| The task |
Leave the pictures out and restate each entry below word for word.

| The records |
=== Begin Enclosure ===
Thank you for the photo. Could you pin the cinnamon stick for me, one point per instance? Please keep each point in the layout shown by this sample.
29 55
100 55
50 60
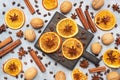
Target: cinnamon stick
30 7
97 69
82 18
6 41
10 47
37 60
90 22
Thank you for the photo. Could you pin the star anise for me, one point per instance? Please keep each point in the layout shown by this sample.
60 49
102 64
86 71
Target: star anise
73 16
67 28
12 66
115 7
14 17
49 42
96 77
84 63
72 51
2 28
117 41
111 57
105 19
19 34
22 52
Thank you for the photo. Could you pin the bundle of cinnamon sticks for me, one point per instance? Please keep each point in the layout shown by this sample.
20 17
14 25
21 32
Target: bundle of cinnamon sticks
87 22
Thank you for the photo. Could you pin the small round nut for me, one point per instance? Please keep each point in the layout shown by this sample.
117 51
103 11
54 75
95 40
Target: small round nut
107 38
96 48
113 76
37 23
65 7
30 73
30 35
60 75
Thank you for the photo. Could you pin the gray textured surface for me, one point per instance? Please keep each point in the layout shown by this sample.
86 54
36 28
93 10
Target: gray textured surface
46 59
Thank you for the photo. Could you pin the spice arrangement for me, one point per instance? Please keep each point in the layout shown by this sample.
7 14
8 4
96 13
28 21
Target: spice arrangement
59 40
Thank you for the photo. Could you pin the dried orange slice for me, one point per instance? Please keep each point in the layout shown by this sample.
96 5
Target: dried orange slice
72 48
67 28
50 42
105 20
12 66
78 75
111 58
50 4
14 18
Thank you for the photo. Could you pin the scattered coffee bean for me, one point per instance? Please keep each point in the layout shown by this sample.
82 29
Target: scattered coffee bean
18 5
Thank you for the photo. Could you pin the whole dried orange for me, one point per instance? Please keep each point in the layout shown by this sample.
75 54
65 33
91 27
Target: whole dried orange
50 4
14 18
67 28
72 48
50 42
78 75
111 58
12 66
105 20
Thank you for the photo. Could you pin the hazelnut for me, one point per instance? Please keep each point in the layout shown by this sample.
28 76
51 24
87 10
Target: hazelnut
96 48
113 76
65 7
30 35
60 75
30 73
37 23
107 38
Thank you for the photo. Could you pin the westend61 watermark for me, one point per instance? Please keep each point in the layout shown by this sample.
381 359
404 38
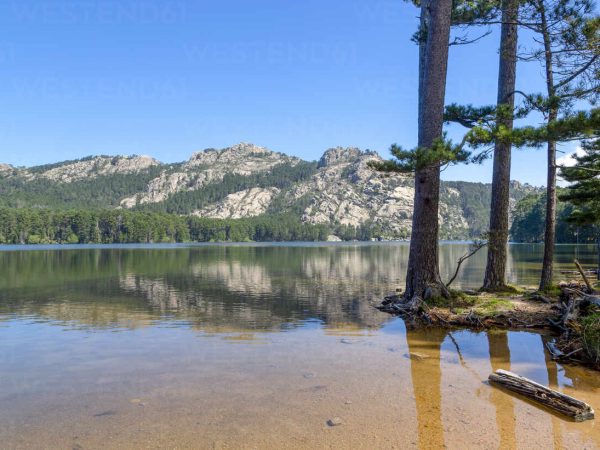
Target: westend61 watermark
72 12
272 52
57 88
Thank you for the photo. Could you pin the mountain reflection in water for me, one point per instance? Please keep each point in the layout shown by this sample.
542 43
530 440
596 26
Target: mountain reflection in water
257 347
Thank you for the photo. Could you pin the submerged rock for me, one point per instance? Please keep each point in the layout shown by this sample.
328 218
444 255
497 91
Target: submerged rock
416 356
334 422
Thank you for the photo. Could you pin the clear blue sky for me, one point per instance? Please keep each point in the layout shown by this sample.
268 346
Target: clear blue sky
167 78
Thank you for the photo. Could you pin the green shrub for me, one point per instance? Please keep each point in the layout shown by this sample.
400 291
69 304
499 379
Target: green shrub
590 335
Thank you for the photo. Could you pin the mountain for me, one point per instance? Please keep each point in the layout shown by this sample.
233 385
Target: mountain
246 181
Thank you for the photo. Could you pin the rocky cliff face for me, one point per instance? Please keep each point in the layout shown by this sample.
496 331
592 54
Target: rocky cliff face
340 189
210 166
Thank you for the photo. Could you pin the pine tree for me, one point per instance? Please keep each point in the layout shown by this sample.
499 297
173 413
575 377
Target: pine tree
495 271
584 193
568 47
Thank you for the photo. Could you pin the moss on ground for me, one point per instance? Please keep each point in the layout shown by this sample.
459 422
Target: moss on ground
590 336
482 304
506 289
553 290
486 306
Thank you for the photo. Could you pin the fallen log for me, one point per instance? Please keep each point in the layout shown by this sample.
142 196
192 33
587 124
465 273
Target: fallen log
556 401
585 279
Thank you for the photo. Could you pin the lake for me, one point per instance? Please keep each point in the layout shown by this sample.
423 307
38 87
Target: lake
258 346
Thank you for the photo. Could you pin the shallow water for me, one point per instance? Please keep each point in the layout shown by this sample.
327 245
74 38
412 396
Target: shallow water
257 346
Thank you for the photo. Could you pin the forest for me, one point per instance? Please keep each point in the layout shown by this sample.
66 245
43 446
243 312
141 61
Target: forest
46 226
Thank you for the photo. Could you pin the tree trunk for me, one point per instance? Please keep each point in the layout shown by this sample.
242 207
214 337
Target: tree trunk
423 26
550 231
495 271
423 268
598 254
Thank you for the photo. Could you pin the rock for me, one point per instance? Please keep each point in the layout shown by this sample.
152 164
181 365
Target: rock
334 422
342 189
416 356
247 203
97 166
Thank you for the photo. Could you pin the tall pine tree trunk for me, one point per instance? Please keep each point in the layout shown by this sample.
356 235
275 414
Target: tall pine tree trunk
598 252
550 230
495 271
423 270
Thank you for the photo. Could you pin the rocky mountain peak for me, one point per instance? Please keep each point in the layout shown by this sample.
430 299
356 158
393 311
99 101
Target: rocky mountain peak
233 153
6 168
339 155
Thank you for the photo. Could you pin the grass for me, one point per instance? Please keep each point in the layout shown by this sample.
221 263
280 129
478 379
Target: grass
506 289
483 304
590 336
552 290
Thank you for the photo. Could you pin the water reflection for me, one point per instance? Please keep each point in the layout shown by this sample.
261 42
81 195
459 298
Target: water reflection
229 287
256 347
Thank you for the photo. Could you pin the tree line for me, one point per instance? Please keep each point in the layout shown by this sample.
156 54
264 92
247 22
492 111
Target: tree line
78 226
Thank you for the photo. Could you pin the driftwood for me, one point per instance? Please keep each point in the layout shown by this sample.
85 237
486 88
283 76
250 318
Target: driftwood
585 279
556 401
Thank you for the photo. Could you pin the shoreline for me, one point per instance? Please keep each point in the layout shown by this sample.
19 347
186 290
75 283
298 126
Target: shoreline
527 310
=== End Enclosure ===
| Solved exercise |
Thank you for the photo. Could you pin the cinnamon stick for me, one point per instance? Please keep each point in the layout shown by this sample.
29 55
100 55
50 60
Target: cinnamon stick
30 7
97 69
82 18
6 41
10 47
37 60
90 22
Thank you for the photo. Could you pin the star anise for me, one point per instance? Please keep each point in the layout shown by this sample.
60 49
102 64
86 71
Target: star anise
73 16
67 28
12 66
115 7
14 17
49 42
96 77
84 63
72 51
2 28
117 41
111 57
105 19
19 34
22 52
Thank you for the photo. Could you pin the bundle of cinnamon sticks for me, one point per instance? Please keep each point in the layout shown by this sample.
20 17
14 25
21 32
Target: bundle of cinnamon sticks
87 22
Thank you for the photo. Could you pin the small round nut for me, one point per instance? Please keep each point in the layout shown by this sample.
117 51
103 11
54 75
95 40
Target: small round nut
107 38
96 48
113 76
37 23
65 7
30 73
30 35
60 75
Thank you for the photo. Could you pin the gray textured surface for me, one point per instance? Please keep each point in the layout shown by this sample.
86 54
36 28
93 10
Target: gray textured surface
46 59
Thank you for the photo. Could you pin the spice arrangement for me, one point per instance? Please keep each point in the layout shown by this sample.
7 14
8 4
96 13
28 21
Target: spice arrangement
59 40
Thank you for the photo. Could you pin the dried orange slice for me, one point per instance? Please keep each point in the layout shown by this sample.
96 5
Target: dried orange slice
72 48
67 28
50 42
105 20
12 66
78 75
111 58
50 4
14 18
Thank you for the photo. Could you pin the scattered coffee bean for me, one point per instance? Please keep each point in the layout shown by this sample.
82 29
Target: scattered coffee bean
18 5
Thank you for the photo. Could you pin the whole dried orange for me, one point per instance? Please keep each point in the layout shown by this sample.
75 54
65 33
91 27
Target: whole dried orange
50 4
14 18
67 28
72 48
50 42
78 75
111 58
12 66
105 20
Thank you for the photo. Could you pin the hazelnut for me, one point per instance? Please keep each point in the layout shown by this sample.
28 76
51 24
87 10
Target: hazelnut
96 48
113 76
65 7
30 35
60 75
30 73
37 23
107 38
Thank you for the photo. Could you pin the westend61 watermark for me, one point per instance? Please keep each point in the layout shown by this sample.
381 359
404 38
Target: westend61 watermark
72 12
272 52
57 88
Thank you for the photo. Could you pin the mountain reflection in water for me, one point per instance? Please keep each point in the layout shown by this sample.
542 43
530 440
596 26
Target: mountain reflection in water
257 347
Thank you for the photo. Could you pin the submerged rock for me, one point per instance? Please keep each point in the layout shown by this sample.
328 218
444 255
497 91
Target: submerged rock
416 356
334 422
Thank you for the photo. Could you pin the clear blue sky for me, one point per instance? Please keep each point in the layout shown by this sample.
268 346
Target: clear blue sky
167 78
Thank you for the photo. Could you pin the green shrub for me, one point per instance? Please keep each point in the layout shown by this sample.
400 291
69 304
499 379
Target: green shrub
590 335
Thank you for the photo. Could you pin the mountain for me, one point per instance? Please keep each point in the layout shown by this sample.
233 385
Target: mountain
246 181
Thank you for the photo. Could you pin the rocky cliff face for me, one point per instance? Please keep each point in the layout shown by this sample.
496 331
592 54
Target: rocky cliff face
340 189
210 166
Thank you for the photo. Could you pin the pine tree for me, one point per instance? Please keep each point in the layout shown by this sample.
499 297
173 413
575 377
Target: pine tree
495 271
584 193
568 47
Thank you for the photo. Could you pin the moss on ground for me, one point per instance? Please keep each point in the layout shown by this sample.
459 422
Target: moss on ground
590 336
482 304
506 289
553 290
486 306
Thank you for the photo. Could you pin the fallen log for me, one point per instance? Please keep each point in the layout shown by this sample.
142 196
192 33
587 124
465 273
Target: fallen log
556 401
585 279
Thank you for the photo. Could you pin the lake for me, one point per instance? Please keep each point in the layout shown by this sample.
423 307
38 87
Target: lake
258 346
Thank you for the photo. Could you pin the shallow water for me, one point per instance? Please keep each point in the layout shown by this sample.
327 245
74 38
412 396
Target: shallow water
257 346
Thank you for the photo. Could you pin the forest for me, one point per instance? Please keep each point in the layout shown by this sample.
66 245
43 446
243 312
141 61
Target: forest
46 226
Thank you for the photo. Could you pin the tree trunk for me, one point per instance? Please keep each point in the layout shown by this sample.
242 207
214 337
Target: tree trunk
423 26
550 231
495 271
423 268
598 254
Thank you for the photo. Could you pin the rock for me, one point per instance? Please keep each point in the layout shown by this sample.
152 164
181 365
Target: rock
334 422
342 189
416 356
247 203
97 166
Thank you for the photo. Could you pin the tall pine tree trunk for me, one point per instance? Please keep each point in the layout shown by this sample.
356 235
275 414
Target: tall pine tree trunk
598 252
550 230
495 271
423 270
Thank you for the photo. Could you pin the rocky mountain peak for me, one point per instance? Please keep each point in the layout shown by this sample.
430 299
356 158
393 311
99 101
Target: rocky mountain peak
233 153
6 168
339 155
Thank you for the photo. Could you pin the grass for me, one point per instance? Please keep each point in the layout shown by this sample.
221 263
280 129
478 379
Target: grass
506 289
483 304
590 336
552 290
Thank you for the photo. Could you pin the water reflection for me, one point per instance? Please keep each point in the layout shown by this sample.
261 42
81 195
459 298
Target: water reflection
229 287
256 347
Thank you for the photo. Could you pin the tree line for me, one point per instance? Please keep each point in the layout shown by this sample.
156 54
264 92
247 22
492 111
Target: tree line
78 226
Thank you for the photo. Could you pin the driftwood for me, one point per instance? Please keep each point in the layout shown by this sample.
85 237
486 88
283 76
250 318
Target: driftwood
585 279
556 401
Thank you for the photo. Could you pin the shoreline for me, one point per instance? Please keep each point in the layout shown by this sample.
19 347
186 290
75 283
298 126
Target: shoreline
527 310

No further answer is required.